== Data entries ==

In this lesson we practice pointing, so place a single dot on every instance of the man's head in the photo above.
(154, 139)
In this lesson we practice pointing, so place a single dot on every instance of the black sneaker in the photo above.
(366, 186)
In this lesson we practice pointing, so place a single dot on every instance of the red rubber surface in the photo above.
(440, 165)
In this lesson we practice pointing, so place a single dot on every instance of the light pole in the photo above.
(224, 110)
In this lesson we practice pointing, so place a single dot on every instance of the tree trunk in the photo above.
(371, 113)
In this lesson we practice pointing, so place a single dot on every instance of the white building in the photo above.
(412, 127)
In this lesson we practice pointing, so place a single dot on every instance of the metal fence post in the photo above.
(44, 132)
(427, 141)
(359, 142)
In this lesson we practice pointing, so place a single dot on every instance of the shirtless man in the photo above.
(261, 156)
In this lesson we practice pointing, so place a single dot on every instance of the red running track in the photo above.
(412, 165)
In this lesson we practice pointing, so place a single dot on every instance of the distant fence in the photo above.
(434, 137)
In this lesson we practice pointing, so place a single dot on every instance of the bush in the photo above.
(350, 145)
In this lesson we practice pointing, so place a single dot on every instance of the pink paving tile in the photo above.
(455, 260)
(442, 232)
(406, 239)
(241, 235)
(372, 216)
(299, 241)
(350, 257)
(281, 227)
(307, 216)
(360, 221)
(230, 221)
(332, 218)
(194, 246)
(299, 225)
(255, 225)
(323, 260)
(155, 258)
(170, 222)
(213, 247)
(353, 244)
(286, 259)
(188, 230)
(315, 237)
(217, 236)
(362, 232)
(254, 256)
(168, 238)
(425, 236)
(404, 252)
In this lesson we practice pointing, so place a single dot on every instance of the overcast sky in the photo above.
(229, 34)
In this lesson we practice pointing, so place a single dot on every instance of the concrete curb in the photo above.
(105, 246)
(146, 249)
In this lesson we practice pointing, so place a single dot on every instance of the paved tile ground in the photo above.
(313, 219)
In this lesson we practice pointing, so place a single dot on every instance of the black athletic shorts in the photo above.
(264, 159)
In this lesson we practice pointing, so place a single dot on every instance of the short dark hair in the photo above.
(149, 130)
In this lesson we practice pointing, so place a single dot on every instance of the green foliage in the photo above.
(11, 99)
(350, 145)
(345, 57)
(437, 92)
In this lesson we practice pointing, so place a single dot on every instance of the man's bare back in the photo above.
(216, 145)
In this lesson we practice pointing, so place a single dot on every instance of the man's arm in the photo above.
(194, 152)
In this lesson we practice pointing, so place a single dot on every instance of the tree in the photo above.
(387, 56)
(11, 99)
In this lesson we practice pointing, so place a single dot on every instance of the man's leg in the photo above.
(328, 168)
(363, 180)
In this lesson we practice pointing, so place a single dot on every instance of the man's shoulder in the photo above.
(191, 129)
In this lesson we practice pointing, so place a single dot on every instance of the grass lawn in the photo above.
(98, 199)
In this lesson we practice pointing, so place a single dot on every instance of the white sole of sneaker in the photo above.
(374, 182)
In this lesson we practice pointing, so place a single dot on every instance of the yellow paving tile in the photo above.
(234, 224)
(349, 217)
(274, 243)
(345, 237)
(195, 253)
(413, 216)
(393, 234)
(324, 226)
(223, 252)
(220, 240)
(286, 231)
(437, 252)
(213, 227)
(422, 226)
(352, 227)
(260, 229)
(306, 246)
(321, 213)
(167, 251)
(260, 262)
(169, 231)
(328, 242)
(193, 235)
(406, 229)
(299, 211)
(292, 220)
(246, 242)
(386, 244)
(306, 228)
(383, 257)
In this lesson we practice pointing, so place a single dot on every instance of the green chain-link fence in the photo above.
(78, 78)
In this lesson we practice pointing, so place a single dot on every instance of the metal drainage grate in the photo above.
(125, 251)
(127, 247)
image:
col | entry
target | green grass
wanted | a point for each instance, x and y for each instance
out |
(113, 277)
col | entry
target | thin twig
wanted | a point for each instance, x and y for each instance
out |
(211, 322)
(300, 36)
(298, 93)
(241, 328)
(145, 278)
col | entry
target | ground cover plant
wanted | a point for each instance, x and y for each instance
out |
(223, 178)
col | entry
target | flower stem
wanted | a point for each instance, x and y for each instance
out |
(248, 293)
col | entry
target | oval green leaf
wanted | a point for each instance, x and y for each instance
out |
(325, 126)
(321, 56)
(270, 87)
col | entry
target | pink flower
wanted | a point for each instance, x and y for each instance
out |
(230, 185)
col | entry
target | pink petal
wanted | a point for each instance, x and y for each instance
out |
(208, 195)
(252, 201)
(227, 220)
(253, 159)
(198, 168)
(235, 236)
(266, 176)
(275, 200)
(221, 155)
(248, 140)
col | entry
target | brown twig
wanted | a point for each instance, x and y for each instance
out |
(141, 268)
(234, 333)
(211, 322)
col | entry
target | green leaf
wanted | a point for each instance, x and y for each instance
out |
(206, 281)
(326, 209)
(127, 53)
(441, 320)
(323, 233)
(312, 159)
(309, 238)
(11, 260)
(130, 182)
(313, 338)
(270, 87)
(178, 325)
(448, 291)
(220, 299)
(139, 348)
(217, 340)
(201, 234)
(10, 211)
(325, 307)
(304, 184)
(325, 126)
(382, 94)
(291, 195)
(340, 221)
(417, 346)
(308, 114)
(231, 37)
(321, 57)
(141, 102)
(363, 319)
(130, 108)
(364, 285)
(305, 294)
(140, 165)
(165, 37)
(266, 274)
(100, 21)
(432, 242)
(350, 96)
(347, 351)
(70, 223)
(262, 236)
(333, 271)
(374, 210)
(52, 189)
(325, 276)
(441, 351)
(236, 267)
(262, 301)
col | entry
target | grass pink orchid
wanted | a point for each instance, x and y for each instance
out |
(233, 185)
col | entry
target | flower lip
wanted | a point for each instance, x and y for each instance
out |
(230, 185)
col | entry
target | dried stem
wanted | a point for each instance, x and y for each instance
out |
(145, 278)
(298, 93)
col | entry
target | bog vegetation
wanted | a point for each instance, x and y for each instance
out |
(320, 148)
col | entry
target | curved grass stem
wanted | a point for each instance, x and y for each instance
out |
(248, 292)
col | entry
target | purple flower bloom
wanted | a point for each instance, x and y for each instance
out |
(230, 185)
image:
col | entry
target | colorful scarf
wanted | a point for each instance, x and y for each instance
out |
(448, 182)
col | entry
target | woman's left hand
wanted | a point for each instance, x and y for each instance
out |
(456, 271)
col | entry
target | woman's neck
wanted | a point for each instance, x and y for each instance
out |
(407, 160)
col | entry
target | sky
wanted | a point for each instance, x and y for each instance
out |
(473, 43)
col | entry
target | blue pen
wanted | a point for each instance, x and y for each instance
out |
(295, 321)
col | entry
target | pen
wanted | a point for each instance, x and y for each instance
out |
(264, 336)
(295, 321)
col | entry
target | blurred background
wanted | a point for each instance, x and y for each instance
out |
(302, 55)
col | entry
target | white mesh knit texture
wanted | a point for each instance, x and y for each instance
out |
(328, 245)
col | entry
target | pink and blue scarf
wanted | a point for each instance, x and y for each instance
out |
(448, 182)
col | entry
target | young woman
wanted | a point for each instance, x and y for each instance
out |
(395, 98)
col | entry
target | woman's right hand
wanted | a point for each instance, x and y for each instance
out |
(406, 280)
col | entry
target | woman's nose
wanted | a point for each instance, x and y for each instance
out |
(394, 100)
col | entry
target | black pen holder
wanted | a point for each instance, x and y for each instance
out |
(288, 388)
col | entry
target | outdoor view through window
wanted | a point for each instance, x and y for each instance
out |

===

§ Exercise goal:
Gather every line of the records above that contains the string "sneaker", matching case exactly, and copy each one out.

§ Answer to the task:
In this lesson we practice pointing, so place a single dot on every instance of the black sneaker in the photo above.
In this lesson we practice pointing, so place a single dot on every instance of the white sole of sneaker in the photo above.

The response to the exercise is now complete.